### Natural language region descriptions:

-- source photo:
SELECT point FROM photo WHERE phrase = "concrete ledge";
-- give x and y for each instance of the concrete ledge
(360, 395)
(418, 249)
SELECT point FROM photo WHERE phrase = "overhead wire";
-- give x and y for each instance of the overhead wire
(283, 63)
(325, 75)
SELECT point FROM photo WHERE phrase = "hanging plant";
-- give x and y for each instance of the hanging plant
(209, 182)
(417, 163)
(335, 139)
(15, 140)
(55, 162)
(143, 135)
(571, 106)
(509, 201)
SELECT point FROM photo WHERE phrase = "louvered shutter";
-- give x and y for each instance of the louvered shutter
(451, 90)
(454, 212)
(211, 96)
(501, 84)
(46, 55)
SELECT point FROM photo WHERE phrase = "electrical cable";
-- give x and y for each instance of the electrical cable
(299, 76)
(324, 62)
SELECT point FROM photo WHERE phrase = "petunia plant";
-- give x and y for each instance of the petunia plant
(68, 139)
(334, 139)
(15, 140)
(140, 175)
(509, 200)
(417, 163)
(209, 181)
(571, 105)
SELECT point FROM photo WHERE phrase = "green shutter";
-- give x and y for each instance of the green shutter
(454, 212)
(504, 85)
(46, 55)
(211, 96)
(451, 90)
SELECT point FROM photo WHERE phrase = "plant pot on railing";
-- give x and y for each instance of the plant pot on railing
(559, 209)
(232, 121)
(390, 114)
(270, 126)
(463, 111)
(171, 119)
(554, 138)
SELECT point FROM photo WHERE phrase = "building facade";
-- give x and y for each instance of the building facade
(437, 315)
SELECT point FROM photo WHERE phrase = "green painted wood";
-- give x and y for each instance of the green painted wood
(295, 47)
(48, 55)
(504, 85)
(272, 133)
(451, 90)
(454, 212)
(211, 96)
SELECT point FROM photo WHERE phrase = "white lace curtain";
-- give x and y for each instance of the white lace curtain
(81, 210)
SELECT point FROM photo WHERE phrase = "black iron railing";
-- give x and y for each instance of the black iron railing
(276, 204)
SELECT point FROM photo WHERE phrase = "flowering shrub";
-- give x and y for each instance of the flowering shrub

### Problem to work on:
Copy the records word for word.

### Response:
-- source photo:
SELECT point FROM photo WHERE phrase = "concrete ledge";
-- give x and y for each instance of the concrete ledge
(360, 395)
(418, 249)
SELECT point FROM photo WHERE phrase = "overhead wire";
-- give x and y for each instance of the overhead wire
(283, 63)
(325, 75)
SELECT point FROM photo WHERE phrase = "hanging plant";
-- give x and y for each instance of the hanging plant
(209, 182)
(417, 163)
(335, 139)
(15, 140)
(55, 162)
(143, 135)
(571, 106)
(509, 201)
SELECT point FROM photo WHERE phrase = "louvered shutter";
-- give x and y for each instance of the louvered shutter
(451, 90)
(454, 212)
(211, 96)
(501, 84)
(46, 55)
SELECT point FROM photo WHERE phrase = "electrical cable";
-- give x and y for each instance of the electrical cable
(299, 76)
(324, 62)
SELECT point FROM photo WHERE phrase = "petunia plant";
-- give x and y for each instance of the petunia plant
(68, 139)
(334, 139)
(15, 140)
(140, 175)
(509, 200)
(417, 163)
(209, 181)
(571, 105)
SELECT point FROM photo WHERE phrase = "green shutter";
-- give x and y for each instance of the green shutter
(454, 212)
(504, 85)
(46, 55)
(211, 96)
(451, 90)
SELECT point FROM photo WHERE phrase = "plant pot on railing";
-- give x and y for each instance of the plant pot on railing
(559, 209)
(232, 121)
(390, 114)
(270, 126)
(463, 111)
(171, 119)
(554, 138)
SELECT point FROM photo WHERE phrase = "building facade";
-- give x and y for each instance of the building facade
(437, 315)
SELECT point FROM photo WHERE phrase = "green painted wood";
-- give x and y for each instance of the green painted wood
(295, 47)
(48, 55)
(504, 85)
(272, 133)
(451, 90)
(454, 212)
(211, 96)
SELECT point FROM photo WHERE phrase = "white lace curtain";
-- give x and y for each instance of the white lace curtain
(81, 210)
SELECT point FROM photo WHERE phrase = "black iron railing";
-- give x and y for each instance of the black iron railing
(276, 204)
SELECT point FROM photo WHERE phrase = "flowering shrub";
-- give x and y for each instance of the flowering shrub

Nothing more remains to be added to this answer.